=== Marche à suivre ===
Transcrivez à l'identique, dans l'extrait présenté, le passage qui va de « Certain fermier me » jusqu'à « encore, totalement inconnues. ».

=== Extrait présenté ===
━━━

Certain fermier me déclare : « On ne saurait vivre uniquement de végétaux, car ce n'est pas cela qui vous fait des os »; sur quoi le voici qui, religieusement, consacre une partie de sa journée à soutenir sa thèse avec la matière première des os; marchant tout le temps qu'il parle, derrière ses boeufs, qui, grâce à des os faits de végétaux, vont le cahotant, lui et sa lourde charrue, à travers tous les obstacles. Il est des choses réellement nécessaires à la vie dans certains milieux, les plus impuissants et les plus malades, qui, dans d'autres, sont uniquement de luxe, et dans d'autres encore, totalement inconnues.

━━━

=== Données fournies ===
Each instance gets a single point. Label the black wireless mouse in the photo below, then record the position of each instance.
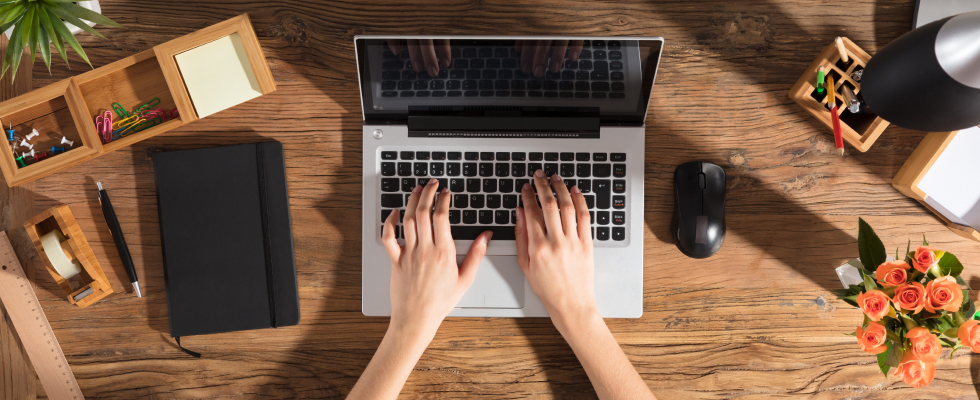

━━━

=== Solution proposée ===
Certain fermier me déclare : « On ne saurait vivre uniquement de végétaux, car ce n'est pas cela qui vous fait des os »; sur quoi le voici qui, religieusement, consacre une partie de sa journée à soutenir sa thèse avec la matière première des os; marchant tout le temps qu'il parle, derrière ses boeufs, qui, grâce à des os faits de végétaux, vont le cahotant, lui et sa lourde charrue, à travers tous les obstacles. Il est des choses réellement nécessaires à la vie dans certains milieux, les plus impuissants et les plus malades, qui, dans d'autres, sont uniquement de luxe, et dans d'autres encore, totalement inconnues.